**PROBLEM TO SOLVE:** What is needed is an exact copy of the line that contains "of the elevated" and of all later lines to the end of the records below, with no other lines.

**MATERIAL PROVIDED:**

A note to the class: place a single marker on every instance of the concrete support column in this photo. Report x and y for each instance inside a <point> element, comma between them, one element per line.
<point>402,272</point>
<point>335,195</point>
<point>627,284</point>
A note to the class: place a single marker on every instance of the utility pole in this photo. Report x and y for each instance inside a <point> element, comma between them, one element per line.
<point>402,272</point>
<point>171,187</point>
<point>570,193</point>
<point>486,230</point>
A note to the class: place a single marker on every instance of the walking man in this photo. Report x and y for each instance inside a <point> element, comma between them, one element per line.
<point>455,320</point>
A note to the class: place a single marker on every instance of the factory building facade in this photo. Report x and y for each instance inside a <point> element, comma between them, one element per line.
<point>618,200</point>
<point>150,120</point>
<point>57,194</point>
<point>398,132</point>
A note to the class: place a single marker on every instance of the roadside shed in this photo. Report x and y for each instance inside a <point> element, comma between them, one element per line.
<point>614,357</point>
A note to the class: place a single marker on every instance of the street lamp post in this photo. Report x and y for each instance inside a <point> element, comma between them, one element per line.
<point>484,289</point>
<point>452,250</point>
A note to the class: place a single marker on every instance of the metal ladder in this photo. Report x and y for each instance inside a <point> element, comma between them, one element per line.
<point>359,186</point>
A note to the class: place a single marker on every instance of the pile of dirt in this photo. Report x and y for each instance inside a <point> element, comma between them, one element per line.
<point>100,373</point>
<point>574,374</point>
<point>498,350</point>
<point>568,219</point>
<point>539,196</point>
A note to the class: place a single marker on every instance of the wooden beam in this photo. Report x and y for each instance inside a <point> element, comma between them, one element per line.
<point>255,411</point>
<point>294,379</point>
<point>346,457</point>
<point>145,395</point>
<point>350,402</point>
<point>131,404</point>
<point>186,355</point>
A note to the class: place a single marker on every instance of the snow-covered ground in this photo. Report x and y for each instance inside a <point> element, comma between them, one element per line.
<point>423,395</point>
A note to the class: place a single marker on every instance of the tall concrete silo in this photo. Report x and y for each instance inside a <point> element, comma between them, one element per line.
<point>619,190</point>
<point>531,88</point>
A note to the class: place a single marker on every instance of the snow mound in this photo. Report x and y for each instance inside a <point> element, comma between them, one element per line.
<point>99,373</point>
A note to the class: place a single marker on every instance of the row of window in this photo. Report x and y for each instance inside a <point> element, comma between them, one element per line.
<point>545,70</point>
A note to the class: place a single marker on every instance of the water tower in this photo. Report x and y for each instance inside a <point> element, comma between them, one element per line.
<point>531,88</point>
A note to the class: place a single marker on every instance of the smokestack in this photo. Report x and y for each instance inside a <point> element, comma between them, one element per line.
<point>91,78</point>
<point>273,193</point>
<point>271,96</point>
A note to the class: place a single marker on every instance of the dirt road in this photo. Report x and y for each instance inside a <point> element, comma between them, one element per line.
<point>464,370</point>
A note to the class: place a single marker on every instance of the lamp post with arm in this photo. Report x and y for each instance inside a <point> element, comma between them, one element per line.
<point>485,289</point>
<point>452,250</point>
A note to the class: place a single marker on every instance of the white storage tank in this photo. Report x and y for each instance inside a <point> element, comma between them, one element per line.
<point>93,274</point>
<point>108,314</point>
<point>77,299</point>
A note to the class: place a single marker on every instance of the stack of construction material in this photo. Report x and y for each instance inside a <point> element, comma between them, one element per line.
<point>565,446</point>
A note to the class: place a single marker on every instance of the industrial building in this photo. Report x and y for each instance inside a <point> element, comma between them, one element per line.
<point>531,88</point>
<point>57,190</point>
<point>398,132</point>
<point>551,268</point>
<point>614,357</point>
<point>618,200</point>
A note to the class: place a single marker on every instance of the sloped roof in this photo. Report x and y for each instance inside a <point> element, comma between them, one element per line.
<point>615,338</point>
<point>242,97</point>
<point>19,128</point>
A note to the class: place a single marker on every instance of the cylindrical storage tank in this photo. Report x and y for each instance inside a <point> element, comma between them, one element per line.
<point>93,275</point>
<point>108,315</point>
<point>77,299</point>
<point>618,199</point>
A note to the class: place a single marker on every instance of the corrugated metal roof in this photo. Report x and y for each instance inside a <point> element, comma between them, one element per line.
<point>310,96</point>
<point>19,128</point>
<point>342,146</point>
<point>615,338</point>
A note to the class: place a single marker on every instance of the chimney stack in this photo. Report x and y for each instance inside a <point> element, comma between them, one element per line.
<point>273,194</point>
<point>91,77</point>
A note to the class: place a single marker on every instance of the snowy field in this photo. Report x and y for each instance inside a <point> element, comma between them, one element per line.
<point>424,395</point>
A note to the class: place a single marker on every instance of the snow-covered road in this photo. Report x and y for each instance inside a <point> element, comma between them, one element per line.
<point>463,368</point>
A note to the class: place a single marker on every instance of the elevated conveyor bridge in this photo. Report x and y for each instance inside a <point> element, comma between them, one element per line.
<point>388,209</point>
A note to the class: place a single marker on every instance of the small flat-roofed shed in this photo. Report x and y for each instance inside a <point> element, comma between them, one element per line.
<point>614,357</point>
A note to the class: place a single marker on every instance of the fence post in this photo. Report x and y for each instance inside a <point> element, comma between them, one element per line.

**YOUR RESPONSE:**
A note to the class: place a single marker on every instance of the elevated conveyor bridge in this photo. Report x and y for each instance inside a <point> element, comma between them, one element per line.
<point>388,209</point>
A note to the class: place a single marker on every instance of the small flat-roofed shed in this photo. Report x and y for each instance inside a <point> element, comma between them, one element per line.
<point>614,357</point>
A note to the class: place a single marker on every instance of the fence post in this photo. Report x and y for each instance inside a <point> element, comma between them, one element per line.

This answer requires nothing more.